**What this task involves**
Rewrite the listing below as a JSON list of strings with one string per line, skipping blank lines and leaving out the pictures.

== Supplied records ==

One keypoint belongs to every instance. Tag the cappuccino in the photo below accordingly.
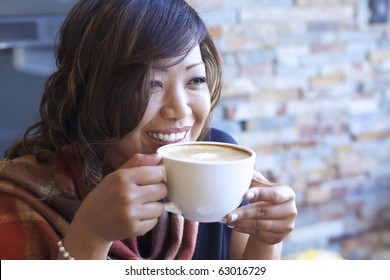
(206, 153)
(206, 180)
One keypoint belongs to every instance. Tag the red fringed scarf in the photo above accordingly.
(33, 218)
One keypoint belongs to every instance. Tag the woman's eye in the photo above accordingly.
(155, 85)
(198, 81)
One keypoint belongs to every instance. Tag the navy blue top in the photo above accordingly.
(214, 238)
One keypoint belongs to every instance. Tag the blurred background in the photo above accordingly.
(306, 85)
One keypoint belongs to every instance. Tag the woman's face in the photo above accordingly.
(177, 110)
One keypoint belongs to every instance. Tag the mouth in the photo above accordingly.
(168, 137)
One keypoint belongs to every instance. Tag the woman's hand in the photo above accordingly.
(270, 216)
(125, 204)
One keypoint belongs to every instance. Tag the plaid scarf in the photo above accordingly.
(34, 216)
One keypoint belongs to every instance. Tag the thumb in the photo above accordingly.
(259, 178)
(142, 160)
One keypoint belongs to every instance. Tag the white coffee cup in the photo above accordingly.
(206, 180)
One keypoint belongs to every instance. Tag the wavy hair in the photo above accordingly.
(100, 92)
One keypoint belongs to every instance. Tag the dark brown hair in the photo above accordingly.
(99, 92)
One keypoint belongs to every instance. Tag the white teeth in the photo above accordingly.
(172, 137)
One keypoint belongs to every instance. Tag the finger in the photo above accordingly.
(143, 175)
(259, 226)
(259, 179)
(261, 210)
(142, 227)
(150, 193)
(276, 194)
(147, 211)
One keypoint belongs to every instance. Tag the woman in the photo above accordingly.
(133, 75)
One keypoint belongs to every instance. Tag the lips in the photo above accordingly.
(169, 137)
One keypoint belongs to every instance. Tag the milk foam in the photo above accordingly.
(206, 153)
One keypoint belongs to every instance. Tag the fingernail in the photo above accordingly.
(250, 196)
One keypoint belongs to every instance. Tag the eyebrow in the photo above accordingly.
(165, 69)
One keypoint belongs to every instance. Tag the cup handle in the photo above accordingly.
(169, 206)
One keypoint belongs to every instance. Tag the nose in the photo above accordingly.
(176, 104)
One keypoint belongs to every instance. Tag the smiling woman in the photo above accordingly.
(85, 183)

===

**Exercise output**
[
  "One keypoint belongs to every instance. Tag the cappuccino in the photo below accordingly.",
  "(206, 153)",
  "(206, 180)",
  "One keypoint belongs to every instance. Tag the red fringed scarf in the photo above accordingly.",
  "(33, 218)",
  "One keypoint belongs to every instance. Tag the woman's eye in the photo above accordingly.",
  "(155, 85)",
  "(198, 81)",
  "One keypoint belongs to every instance. Tag the navy blue top in the photo above accordingly.",
  "(214, 238)",
  "One keypoint belongs to every instance. Tag the blurred background in the photo above accordingly.",
  "(306, 85)",
  "One keypoint belongs to every instance. Tag the woman's face in the photo above accordingly.",
  "(177, 110)",
  "One keypoint belongs to every instance. Tag the mouth in the photo above accordingly.",
  "(168, 137)",
  "One keypoint belongs to every instance. Tag the woman's hand in the photo above accordingly.",
  "(270, 216)",
  "(125, 204)",
  "One keypoint belongs to every instance. Tag the plaid scarf in the photo above accordingly.",
  "(34, 216)",
  "One keypoint belongs to every instance. Tag the thumb in the photo above accordingly.",
  "(259, 178)",
  "(142, 160)",
  "One keypoint belongs to every instance. Tag the white coffee cup in the photo above accordingly.",
  "(206, 180)",
  "One keypoint belongs to every instance. Tag the wavy hair in the photo above accordingly.",
  "(100, 92)",
  "One keypoint belongs to every instance. Tag the dark brown hair in the photo above accordingly.",
  "(99, 92)",
  "One keypoint belongs to every instance. Tag the white teeth in the photo above accordingly.",
  "(172, 137)",
  "One keypoint belongs to every instance. Tag the finger in the photo above accordingly.",
  "(143, 175)",
  "(259, 226)",
  "(259, 179)",
  "(261, 210)",
  "(142, 227)",
  "(150, 193)",
  "(276, 194)",
  "(147, 211)",
  "One keypoint belongs to every instance. Tag the woman in the photo above accordingly.",
  "(133, 75)",
  "One keypoint belongs to every instance. Tag the lips in the photo above accordingly.",
  "(169, 137)",
  "One keypoint belongs to every instance. Tag the milk foam in the photo above accordingly.",
  "(206, 153)",
  "One keypoint belongs to every instance. Tag the fingernail in the photo above accordingly.",
  "(250, 196)",
  "One keypoint belongs to every instance. Tag the eyebrow in the photo above accordingly.",
  "(165, 69)",
  "One keypoint belongs to every instance. Tag the cup handle in the photo above accordingly.",
  "(169, 206)",
  "One keypoint belongs to every instance. Tag the nose in the photo above accordingly.",
  "(176, 104)",
  "One keypoint belongs to every instance. Tag the smiling woman in the photo above accordingly.",
  "(85, 183)"
]